(DATA SUPPLIED)

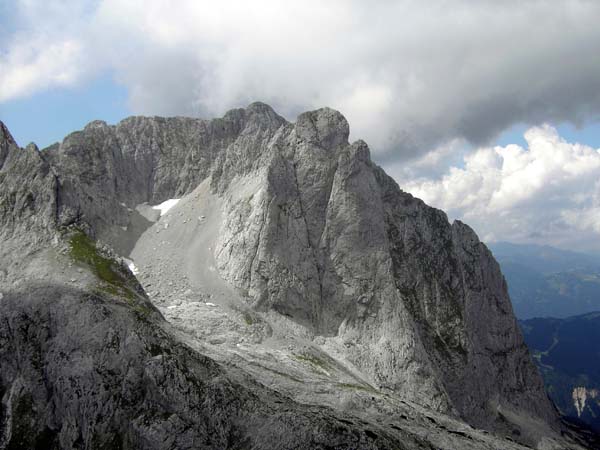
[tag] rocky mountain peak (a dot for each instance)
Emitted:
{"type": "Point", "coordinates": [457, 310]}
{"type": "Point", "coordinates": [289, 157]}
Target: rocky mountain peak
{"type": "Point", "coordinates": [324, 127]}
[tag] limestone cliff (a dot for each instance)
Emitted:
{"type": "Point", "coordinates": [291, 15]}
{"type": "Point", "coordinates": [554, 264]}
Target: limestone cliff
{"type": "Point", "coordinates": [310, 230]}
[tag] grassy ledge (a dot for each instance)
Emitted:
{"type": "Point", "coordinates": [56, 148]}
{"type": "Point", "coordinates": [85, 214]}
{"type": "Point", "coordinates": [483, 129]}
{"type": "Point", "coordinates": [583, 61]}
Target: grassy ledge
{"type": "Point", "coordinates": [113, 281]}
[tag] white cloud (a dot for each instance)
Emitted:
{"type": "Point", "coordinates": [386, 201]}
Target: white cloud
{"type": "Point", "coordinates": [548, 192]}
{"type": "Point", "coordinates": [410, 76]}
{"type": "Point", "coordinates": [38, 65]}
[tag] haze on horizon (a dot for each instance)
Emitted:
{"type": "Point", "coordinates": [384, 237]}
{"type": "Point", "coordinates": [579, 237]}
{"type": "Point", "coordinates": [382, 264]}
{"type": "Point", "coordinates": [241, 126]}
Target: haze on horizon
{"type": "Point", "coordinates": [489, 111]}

(End DATA SUPPLIED)
(DATA SUPPLIED)

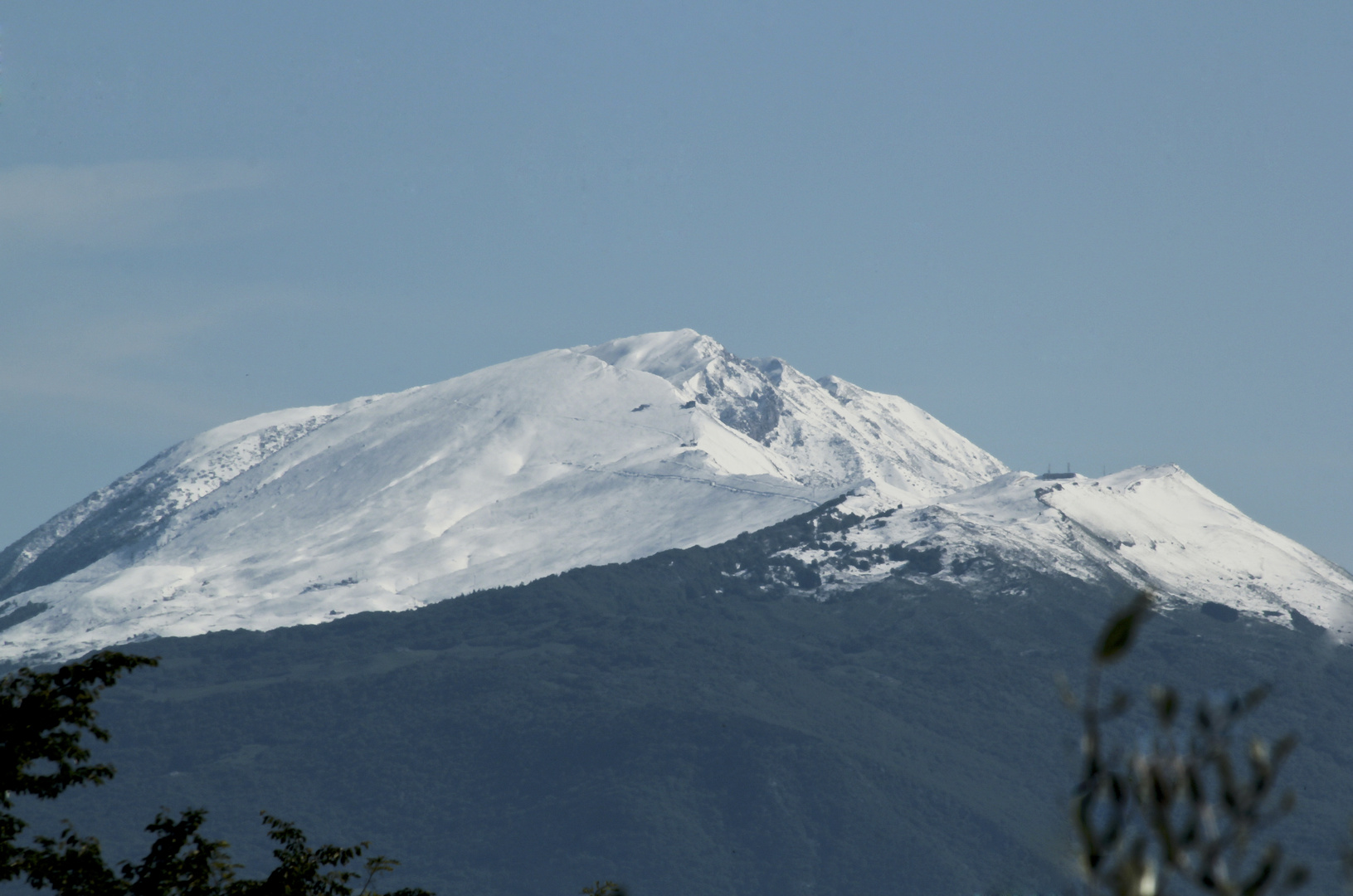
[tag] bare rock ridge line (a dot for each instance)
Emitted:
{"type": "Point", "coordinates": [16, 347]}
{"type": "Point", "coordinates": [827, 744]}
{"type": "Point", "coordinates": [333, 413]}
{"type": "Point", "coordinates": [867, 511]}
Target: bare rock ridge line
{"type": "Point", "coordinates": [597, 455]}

(End DATA SUPPLIED)

Gather each line in these records that contains the string "instance".

[tag] rocky mountain peak (a dot for each instance)
[tag] limestone cliff (a dot for each instance)
[tag] grassy ledge (a dot for each instance)
[tag] white cloud (a dot for each instance)
[tag] haze on horizon (a dot for each instance)
[tag] bare rock ridge line (a dot for each instance)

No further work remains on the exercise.